__Source extract__:
====================

# how easy can u bulk up?



## harrison180 (Aug 6, 2013)

Just a thing i have been thinking bout

When you started natural bb what weight were u and how much weight and how fast did u put on in your 1st few months/year

Im looking at a kg atleast a month if i can. I think i can manage it.

I was just under 66kg im now bang on 67kg in my 1st month. Im just happy the scales are going the right way lol.


----------



## Mingster (Mar 25, 2011)

12.5 stone to 16.5 stone in 6 years.


----------



## bigmitch69 (May 14, 2008)

I was about 10 stone when I started and put nearly 2 stone on in the first year if I remember correctly.


----------



## stoatman (Sep 13, 2012)

Clean or dirty I guess is the question. 250g a week is a pretty slow bulk to be fair. But I guess if its clean over a year that would be a good result


----------



## Gman81 (Nov 11, 2012)

I went from about 9 1/2 stone to 13 1/2 stone in my first 3ish years of training. That was between the ages of 19-22/23. Find it a lot slower to gain naturally now as I'm nearly 32 and been training on and off for a long time. I think a couple of stone in your first couple of years is more than achievable.


----------



## JonnyBoy81 (Jun 26, 2013)

depends mate, lbm vs bf.....

best you can do it try and keep the diet clean as you can and keep in a surplus. reassess this every 2-4 weeks and adjust your surplus amount to reflect your weight gain.

keep an eye on bf and soon enough you will know what works for you.

also depends on what body type you are.

bulking up is easy, if you want to look a fat puffy mess. clean bulk will take a lot longer, but saves time cutting at the other end imo


----------



## shaunmac (Aug 13, 2010)

Pathetically.

Eat about 3500 calories a day at 13 stone. Never put a pound on.

Eat good, whole foods, don't eat much rubbish, lucky of I have a takeaway once a week.

Hate having a high metabolism


----------



## andyhuggins (Nov 21, 2008)

JonnyBoy81 said:


> depends mate, lbm vs bf.....
> 
> best you can do it try and keep the diet clean as you can and keep in a surplus. reassess this every 2-4 weeks and adjust your surplus amount to reflect your weight gain.
> 
> ...

====================

__Directive 1__: From the rows below, pull out every line that contains the word "shelf" and copy each one unchanged.
__Directive 2__: Pick up the forum thread about bulking up from the point where it stops, and carry it on.

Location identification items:
====================

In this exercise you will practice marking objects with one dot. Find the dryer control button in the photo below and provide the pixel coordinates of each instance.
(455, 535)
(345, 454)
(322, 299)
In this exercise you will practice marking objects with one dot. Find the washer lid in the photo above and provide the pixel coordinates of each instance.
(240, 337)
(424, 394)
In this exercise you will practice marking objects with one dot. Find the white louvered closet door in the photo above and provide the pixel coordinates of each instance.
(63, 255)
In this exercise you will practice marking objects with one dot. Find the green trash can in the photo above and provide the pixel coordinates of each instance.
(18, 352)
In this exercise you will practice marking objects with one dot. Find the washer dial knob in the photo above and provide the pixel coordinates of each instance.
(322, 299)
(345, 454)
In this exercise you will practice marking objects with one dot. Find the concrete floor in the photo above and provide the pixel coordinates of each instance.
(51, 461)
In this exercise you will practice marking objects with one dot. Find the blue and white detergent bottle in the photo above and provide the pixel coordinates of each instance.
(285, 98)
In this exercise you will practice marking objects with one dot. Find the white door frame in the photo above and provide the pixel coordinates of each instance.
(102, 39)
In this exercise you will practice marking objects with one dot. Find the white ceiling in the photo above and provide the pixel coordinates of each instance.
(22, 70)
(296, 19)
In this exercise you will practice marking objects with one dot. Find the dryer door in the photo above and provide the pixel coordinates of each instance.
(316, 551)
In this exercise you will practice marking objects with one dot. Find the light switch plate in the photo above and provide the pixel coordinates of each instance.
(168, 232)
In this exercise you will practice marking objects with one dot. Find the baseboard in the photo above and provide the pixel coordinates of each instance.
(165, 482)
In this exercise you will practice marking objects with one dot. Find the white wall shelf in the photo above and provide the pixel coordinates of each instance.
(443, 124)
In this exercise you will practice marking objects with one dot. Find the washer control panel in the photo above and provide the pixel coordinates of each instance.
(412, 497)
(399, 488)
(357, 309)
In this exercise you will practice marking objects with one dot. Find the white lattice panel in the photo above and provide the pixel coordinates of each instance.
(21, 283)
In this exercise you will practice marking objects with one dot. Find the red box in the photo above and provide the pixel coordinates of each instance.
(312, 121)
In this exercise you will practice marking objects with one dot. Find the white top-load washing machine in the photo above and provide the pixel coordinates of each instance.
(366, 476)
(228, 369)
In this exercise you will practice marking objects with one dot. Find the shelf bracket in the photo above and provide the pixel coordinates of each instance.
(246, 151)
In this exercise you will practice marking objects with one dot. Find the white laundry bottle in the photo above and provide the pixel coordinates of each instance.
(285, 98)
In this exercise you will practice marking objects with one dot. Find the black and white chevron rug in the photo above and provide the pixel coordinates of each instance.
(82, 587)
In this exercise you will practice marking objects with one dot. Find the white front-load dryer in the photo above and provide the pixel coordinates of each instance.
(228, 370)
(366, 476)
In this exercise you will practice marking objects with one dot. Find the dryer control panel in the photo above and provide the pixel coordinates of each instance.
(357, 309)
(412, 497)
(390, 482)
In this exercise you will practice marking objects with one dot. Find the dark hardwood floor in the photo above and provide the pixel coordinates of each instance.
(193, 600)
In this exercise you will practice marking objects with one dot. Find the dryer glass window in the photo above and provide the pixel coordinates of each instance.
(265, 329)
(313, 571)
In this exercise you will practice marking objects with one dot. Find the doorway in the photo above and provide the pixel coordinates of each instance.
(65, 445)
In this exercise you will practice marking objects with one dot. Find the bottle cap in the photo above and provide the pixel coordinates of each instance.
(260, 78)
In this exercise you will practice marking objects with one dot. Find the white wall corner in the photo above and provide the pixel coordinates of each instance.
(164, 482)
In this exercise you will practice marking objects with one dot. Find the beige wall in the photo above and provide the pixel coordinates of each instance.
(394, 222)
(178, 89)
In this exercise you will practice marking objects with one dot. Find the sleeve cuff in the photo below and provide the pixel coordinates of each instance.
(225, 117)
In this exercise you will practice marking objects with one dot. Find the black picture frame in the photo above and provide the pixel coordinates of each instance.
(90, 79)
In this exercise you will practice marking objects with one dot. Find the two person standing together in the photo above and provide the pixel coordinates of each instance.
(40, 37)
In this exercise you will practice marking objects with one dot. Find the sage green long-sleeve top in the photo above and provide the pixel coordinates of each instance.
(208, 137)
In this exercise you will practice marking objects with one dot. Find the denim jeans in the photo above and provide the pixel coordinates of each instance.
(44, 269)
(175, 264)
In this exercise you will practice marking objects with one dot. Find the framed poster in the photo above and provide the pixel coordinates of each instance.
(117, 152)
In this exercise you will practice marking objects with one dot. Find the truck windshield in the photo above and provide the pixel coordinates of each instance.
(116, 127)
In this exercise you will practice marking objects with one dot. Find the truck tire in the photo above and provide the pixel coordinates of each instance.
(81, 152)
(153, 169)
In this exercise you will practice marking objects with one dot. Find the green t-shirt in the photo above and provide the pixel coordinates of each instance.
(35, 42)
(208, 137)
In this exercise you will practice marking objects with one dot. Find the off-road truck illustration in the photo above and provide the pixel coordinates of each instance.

====================

__Task answer 1__:
In this exercise you will practice marking objects with one dot. Find the white wall shelf in the photo above and provide the pixel coordinates of each instance.
In this exercise you will practice marking objects with one dot. Find the shelf bracket in the photo above and provide the pixel coordinates of each instance.

__Task answer 2__:
Took the words out of my mouth mate


----------



## Pancake' (Aug 30, 2012)

Here's the man to ask @IGotTekkers  ''cause aint no bulk like a tekkers bulk, right?''


----------



## L11 (Jan 21, 2011)

Quite easily.. Went from ~11.5 stone in July 2012 to 12.5 stone July 2013.. Will be much harder this year though

Dont rush, you will get fat.


----------



## Dazza (Aug 7, 2010)

Most wopuld call bs, but my last cycle i went from 12st7lb to a max of 15st10lb

Dropped back to 14st7lb when coming off, but it was a harsh run i won't be doing it again, came out leaner thanks to my running dnp for a couple weeks.


----------



## L11 (Jan 21, 2011)

Dazzza said:


> Most wopuld call bs, but my last cycle i went from 12st7lb to a max of 15st10lb
> 
> Dropped back to 14st7lb when coming off, but it was a harsh run i won't be doing it again, came out leaner thanks to my running dnp for a couple weeks.


You know this is the natural bodybuilding section right..?


----------



## Smokey13 (Jul 29, 2013)

Really easy for me as i was underweight before i started, i was just under 11st at 6' 4, grew to 6' 6 and made it to 17stone in 3 years.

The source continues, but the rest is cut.